%%
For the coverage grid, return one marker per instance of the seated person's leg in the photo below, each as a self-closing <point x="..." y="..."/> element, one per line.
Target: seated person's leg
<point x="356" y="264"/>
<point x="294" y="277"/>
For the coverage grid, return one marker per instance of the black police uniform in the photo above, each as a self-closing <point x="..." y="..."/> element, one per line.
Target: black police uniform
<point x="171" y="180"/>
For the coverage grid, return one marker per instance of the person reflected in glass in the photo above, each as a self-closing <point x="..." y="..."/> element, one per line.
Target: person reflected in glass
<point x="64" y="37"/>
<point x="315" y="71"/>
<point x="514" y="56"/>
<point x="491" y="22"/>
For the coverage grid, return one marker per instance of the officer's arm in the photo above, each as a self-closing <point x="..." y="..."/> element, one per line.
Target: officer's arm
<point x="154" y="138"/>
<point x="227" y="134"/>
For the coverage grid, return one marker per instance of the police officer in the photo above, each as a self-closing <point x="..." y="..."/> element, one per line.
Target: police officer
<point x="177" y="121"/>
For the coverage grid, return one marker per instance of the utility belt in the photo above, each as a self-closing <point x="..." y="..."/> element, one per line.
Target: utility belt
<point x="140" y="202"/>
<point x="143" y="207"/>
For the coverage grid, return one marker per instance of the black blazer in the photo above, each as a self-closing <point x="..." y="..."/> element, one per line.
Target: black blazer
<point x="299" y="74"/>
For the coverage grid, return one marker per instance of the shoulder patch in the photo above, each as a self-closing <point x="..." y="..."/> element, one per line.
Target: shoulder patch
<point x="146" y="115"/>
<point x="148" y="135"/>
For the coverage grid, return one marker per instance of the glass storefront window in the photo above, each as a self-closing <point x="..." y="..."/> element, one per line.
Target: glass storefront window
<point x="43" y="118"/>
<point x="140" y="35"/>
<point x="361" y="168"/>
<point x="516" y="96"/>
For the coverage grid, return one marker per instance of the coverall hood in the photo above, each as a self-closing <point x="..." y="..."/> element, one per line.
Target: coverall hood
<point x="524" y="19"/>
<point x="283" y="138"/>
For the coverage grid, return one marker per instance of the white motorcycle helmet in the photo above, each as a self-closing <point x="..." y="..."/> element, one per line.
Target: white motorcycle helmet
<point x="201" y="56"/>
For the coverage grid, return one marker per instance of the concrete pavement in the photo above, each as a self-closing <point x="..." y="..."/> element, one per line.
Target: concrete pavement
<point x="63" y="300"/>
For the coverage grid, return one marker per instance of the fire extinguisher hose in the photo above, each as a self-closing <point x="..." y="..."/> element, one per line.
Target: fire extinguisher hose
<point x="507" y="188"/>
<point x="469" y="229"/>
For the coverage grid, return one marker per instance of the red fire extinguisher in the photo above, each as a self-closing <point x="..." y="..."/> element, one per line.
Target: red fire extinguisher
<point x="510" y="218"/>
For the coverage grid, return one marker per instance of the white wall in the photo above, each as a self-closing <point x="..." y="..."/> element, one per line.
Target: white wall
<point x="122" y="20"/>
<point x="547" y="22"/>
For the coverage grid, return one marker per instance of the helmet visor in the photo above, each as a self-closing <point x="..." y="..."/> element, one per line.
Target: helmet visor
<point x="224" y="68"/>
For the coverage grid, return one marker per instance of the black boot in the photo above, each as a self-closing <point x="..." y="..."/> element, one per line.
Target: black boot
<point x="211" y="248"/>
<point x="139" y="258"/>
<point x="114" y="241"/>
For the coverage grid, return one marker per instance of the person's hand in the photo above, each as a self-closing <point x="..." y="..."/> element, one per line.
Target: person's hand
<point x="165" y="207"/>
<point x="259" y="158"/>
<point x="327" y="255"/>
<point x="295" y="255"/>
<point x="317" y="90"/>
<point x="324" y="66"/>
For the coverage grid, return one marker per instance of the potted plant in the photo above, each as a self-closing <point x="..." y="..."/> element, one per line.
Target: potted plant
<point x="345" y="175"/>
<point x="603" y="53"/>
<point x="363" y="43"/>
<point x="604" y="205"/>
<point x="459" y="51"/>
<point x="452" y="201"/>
%%
SHORT TASK - Starting at the line that contains "of the person's", repeat each line exactly through the last one in the listing. Include both of those lines and nothing more.

COMPLETE OUTPUT -
For the coverage grid, return one marker per instance of the person's hand in the photo above, each as a self-closing <point x="..." y="..."/> element, one per line.
Target: person's hand
<point x="165" y="207"/>
<point x="259" y="158"/>
<point x="327" y="255"/>
<point x="295" y="255"/>
<point x="317" y="90"/>
<point x="324" y="66"/>
For the coverage grid, return one marker per instance of the potted plant in the photo above, each as a self-closing <point x="..." y="..."/> element, one per line.
Target: potted plant
<point x="345" y="175"/>
<point x="603" y="53"/>
<point x="363" y="43"/>
<point x="604" y="205"/>
<point x="459" y="51"/>
<point x="452" y="201"/>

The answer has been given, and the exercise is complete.